#### Written exercise
How many lines in the entries below contain the word "striped"? Reply with the number only.

-.-.-

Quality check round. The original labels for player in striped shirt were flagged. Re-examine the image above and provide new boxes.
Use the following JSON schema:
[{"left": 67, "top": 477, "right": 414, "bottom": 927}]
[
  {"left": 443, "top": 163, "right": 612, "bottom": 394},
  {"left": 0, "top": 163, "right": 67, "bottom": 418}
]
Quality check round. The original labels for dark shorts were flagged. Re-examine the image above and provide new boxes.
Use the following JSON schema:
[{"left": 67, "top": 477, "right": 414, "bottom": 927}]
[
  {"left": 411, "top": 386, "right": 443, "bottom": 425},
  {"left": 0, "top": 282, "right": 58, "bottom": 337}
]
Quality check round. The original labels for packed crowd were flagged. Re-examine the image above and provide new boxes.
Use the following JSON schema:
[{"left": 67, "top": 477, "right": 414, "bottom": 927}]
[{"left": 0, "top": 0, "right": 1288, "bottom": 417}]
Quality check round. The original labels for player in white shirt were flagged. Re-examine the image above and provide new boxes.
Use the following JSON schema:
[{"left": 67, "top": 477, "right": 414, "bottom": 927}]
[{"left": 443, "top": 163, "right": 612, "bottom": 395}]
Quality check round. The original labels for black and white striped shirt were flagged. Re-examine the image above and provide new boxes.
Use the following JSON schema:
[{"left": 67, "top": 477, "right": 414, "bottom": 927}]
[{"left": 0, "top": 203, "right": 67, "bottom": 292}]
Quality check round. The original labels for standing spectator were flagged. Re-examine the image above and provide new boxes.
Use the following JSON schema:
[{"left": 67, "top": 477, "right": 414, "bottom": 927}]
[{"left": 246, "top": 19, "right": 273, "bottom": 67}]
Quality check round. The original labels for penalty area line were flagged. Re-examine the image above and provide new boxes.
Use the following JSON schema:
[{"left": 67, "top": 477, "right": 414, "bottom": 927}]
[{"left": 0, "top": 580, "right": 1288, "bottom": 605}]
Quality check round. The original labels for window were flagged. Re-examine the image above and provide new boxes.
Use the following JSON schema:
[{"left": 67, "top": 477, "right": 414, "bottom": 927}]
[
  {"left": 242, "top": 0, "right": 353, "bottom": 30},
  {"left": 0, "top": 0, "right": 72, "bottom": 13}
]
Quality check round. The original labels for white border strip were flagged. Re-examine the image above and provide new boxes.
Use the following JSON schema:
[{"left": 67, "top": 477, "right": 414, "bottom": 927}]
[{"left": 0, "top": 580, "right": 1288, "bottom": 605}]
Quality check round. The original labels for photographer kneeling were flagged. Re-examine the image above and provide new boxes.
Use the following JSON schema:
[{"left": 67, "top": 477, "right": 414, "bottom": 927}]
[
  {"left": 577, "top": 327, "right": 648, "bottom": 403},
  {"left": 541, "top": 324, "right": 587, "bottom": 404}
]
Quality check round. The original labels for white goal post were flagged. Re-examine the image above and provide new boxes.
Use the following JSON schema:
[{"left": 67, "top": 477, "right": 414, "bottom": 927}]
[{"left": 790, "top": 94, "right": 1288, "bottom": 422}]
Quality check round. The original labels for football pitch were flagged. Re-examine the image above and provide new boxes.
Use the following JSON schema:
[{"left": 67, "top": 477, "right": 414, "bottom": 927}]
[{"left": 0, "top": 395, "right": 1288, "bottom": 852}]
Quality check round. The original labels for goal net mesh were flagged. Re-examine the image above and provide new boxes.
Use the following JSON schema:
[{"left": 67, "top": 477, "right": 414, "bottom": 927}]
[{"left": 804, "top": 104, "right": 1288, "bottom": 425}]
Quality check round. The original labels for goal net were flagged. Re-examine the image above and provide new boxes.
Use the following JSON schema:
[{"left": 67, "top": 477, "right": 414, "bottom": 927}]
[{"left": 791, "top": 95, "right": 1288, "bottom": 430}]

-.-.-

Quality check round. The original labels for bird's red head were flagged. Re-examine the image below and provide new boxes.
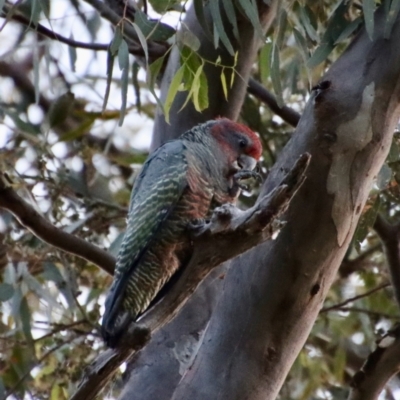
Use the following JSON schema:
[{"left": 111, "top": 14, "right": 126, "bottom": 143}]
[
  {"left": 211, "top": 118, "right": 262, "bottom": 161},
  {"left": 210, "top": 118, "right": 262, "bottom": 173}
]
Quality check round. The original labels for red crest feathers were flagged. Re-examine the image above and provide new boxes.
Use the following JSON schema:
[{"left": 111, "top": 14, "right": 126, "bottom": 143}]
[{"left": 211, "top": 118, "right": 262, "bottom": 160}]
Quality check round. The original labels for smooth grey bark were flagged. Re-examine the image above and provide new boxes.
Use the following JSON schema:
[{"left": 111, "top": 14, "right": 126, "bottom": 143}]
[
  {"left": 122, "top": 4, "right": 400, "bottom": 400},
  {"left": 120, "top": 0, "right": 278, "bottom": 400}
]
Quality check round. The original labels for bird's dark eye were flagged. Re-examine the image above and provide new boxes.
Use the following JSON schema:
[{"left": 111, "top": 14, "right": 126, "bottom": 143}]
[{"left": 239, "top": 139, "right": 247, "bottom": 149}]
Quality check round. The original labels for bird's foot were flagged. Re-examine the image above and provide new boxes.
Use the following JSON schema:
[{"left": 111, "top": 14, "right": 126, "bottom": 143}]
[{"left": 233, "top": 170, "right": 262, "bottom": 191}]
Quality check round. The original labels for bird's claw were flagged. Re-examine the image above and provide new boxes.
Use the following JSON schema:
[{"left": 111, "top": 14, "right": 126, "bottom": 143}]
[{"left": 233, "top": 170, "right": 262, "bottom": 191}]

-.-.-

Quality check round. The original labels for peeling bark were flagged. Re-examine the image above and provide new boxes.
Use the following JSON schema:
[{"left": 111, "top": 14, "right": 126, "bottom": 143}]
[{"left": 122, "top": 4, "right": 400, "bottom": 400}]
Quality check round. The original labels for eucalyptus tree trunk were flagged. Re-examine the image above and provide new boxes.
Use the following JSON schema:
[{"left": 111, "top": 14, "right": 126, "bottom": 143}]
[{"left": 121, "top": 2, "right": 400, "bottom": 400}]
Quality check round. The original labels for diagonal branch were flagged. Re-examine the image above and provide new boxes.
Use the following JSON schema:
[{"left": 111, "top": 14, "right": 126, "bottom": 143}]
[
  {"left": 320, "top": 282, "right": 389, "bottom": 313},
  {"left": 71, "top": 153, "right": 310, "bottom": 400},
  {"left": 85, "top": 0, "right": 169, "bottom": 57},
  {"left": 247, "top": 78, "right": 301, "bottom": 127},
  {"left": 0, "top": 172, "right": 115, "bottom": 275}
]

-.-.-

#### Exercise response
2